Task:
Your answer must be the records below, printed exactly.

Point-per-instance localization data
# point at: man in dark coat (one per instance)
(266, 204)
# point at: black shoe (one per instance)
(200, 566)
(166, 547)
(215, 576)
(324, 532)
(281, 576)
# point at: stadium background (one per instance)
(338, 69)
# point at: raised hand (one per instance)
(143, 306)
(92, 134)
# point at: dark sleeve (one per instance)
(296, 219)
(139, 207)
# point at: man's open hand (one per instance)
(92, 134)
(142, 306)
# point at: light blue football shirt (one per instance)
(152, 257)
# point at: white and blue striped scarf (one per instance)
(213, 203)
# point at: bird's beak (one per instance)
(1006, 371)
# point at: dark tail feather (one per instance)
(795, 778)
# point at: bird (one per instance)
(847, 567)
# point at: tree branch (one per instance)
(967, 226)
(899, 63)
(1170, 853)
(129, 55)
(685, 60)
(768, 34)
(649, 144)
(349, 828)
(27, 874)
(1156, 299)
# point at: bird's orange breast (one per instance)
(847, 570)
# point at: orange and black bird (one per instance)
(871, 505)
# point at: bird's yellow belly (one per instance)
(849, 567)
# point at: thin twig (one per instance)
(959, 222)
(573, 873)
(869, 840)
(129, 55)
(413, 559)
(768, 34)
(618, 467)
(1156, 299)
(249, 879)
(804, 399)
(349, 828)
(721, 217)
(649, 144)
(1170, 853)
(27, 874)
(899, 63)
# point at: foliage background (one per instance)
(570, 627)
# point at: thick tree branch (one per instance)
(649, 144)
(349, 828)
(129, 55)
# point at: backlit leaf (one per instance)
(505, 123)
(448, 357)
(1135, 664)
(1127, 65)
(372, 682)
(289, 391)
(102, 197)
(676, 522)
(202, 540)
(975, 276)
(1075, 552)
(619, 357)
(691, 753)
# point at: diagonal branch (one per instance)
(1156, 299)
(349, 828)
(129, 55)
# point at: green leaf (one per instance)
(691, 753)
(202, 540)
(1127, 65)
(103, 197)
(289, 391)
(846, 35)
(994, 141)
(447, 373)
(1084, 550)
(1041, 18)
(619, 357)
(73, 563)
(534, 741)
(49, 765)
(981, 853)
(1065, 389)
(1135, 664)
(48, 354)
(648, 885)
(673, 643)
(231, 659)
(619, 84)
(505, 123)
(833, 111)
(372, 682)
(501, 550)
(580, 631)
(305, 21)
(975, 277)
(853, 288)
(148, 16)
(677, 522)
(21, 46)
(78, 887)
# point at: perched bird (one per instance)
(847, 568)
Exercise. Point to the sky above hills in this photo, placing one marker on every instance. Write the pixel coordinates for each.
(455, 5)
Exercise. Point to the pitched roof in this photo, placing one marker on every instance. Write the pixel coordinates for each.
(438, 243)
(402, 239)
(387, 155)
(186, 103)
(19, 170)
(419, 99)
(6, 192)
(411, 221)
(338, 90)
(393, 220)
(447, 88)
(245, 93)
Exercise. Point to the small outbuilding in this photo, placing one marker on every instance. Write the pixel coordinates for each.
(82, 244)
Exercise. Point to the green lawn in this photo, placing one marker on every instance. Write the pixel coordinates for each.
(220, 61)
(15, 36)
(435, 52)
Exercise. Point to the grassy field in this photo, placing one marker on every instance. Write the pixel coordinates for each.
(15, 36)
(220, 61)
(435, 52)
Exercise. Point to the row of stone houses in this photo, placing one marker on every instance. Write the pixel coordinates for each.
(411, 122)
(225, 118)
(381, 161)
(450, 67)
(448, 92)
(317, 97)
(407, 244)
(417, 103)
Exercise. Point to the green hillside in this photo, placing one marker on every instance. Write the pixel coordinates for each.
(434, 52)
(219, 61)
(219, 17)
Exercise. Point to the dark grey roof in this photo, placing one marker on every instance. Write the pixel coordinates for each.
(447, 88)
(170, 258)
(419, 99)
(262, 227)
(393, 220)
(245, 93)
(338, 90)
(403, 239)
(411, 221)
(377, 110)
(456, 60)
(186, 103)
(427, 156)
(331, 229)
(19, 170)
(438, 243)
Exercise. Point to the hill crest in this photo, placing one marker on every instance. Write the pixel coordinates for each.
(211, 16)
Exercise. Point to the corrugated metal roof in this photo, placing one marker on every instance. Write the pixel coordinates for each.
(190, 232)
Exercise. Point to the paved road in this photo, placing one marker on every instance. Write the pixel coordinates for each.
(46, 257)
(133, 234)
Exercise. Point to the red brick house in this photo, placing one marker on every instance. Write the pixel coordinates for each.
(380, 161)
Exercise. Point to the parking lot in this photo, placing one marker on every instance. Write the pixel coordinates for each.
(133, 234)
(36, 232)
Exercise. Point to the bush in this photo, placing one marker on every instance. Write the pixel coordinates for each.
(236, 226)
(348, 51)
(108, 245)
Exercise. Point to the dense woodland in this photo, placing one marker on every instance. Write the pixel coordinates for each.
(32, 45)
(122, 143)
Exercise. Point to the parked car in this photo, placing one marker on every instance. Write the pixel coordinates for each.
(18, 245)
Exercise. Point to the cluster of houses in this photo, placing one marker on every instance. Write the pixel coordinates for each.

Answer below:
# point at: man in dark coat (one per instance)
(266, 204)
# point at: black shoe (one per instance)
(200, 566)
(166, 547)
(215, 576)
(324, 532)
(281, 576)
# point at: stadium background (one per instance)
(338, 69)
# point at: raised hand (one per instance)
(143, 306)
(92, 134)
# point at: dark sleeve (one per instance)
(296, 219)
(139, 207)
# point at: man's open hand (one per instance)
(92, 134)
(142, 306)
# point at: light blue football shirt (one per instance)
(152, 257)
# point at: white and blue striped scarf (one per instance)
(213, 203)
# point at: bird's beak (one per instance)
(1006, 371)
# point at: dark tail feather (one per instance)
(795, 778)
# point at: bird (one per instance)
(847, 567)
# point at: tree branch (one per instance)
(967, 226)
(899, 63)
(1170, 853)
(129, 55)
(685, 60)
(768, 34)
(649, 144)
(349, 828)
(27, 874)
(1156, 299)
# point at: bird's orange breast (one per instance)
(847, 570)
# point at: orange and black bird (one per instance)
(871, 505)
# point at: bird's yellow belly (one per instance)
(849, 567)
# point at: thin twig (one per instance)
(959, 222)
(573, 873)
(869, 840)
(129, 55)
(413, 559)
(768, 34)
(618, 467)
(1156, 299)
(249, 879)
(804, 399)
(349, 828)
(721, 217)
(649, 144)
(1170, 853)
(27, 874)
(899, 63)
# point at: foliage background (one per instance)
(570, 627)
# point at: thick tree branch (one per instance)
(649, 144)
(349, 828)
(129, 55)
# point at: backlit leaf (one per instance)
(505, 123)
(448, 357)
(1135, 664)
(1127, 65)
(372, 682)
(289, 391)
(102, 197)
(676, 522)
(202, 540)
(975, 276)
(1075, 552)
(619, 357)
(691, 753)
# point at: diagonal branch (one per instance)
(1156, 299)
(349, 828)
(129, 55)
# point at: green leaf (one per instance)
(691, 753)
(202, 540)
(1127, 65)
(103, 197)
(289, 391)
(846, 35)
(994, 141)
(447, 373)
(1084, 550)
(1041, 18)
(619, 357)
(73, 563)
(534, 741)
(49, 765)
(981, 853)
(1065, 389)
(1135, 664)
(48, 354)
(648, 885)
(673, 643)
(231, 659)
(619, 84)
(505, 123)
(833, 111)
(372, 682)
(501, 550)
(580, 631)
(305, 21)
(975, 277)
(853, 288)
(148, 16)
(677, 522)
(21, 46)
(78, 887)
# point at: perched bird (one per instance)
(847, 568)
Exercise. Point to the sky above hills in this photo, placing one marker on every instance. Write the pixel coordinates for each.
(455, 5)
Exercise. Point to the pitched roof in this photo, placing one marker on every instance. Write the pixel coordinates for each.
(438, 243)
(402, 239)
(387, 155)
(186, 103)
(19, 170)
(419, 99)
(6, 192)
(411, 221)
(338, 90)
(393, 220)
(447, 88)
(245, 93)
Exercise. Point to the small outbuilding in this photo, placing one marker on every instance. Write the pixel coordinates for each.
(82, 244)
Exercise. Point to the green lawn in this photo, placing one marker on every instance. Write the pixel coordinates for each.
(220, 61)
(15, 36)
(435, 52)
Exercise. Point to the grassy field in this photo, placing one marker on every instance. Write the pixel coordinates for each.
(15, 36)
(220, 61)
(435, 52)
Exercise. Point to the row of stone houses in this photo, placing one marker on every instance. Write the pixel coordinates for each.
(411, 122)
(225, 118)
(381, 161)
(450, 67)
(448, 92)
(317, 97)
(407, 244)
(417, 103)
Exercise. Point to the green hillside in this photo, placing one marker on every instance. Write the pixel coordinates for each.
(434, 52)
(219, 61)
(219, 17)
Exercise. Point to the dark grey roof in this photo, placing one marker on every instance. Write the pixel coordinates for each.
(447, 88)
(170, 258)
(419, 99)
(262, 227)
(393, 220)
(245, 93)
(338, 90)
(403, 239)
(411, 221)
(377, 110)
(456, 60)
(186, 103)
(427, 156)
(331, 229)
(19, 170)
(438, 243)
Exercise. Point to the hill crest in this photo, placing one marker on every instance. Write the pixel coordinates for each.
(211, 16)
Exercise. Point to the corrugated metal roof in this photo, placing one marker on every instance. Write the pixel coordinates for each.
(190, 232)
Exercise. Point to the paved road in this photo, placing one marker on every instance. Write the pixel coordinates for each.
(46, 257)
(133, 234)
Exercise. Point to the red brick house in this photo, placing one marker on every instance. Write the pixel coordinates for each.
(380, 161)
Exercise. Point to the parking lot in this photo, placing one marker on every instance. Write the pixel coordinates for each.
(133, 234)
(36, 232)
Exercise. Point to the bush in this photo, placing one marker on every instance. Write the pixel coordinates for each.
(236, 226)
(348, 51)
(108, 245)
Exercise. Point to the dense woodland in this photo, placing one marker on every instance. Write the pixel coordinates for each.
(32, 45)
(122, 143)
Exercise. Point to the parked car in this photo, placing one marker on every instance. Write the pixel coordinates for each.
(18, 245)
Exercise. Point to the cluster of houses in this photo, placing one marker on every instance. Write the pixel coordinates for each.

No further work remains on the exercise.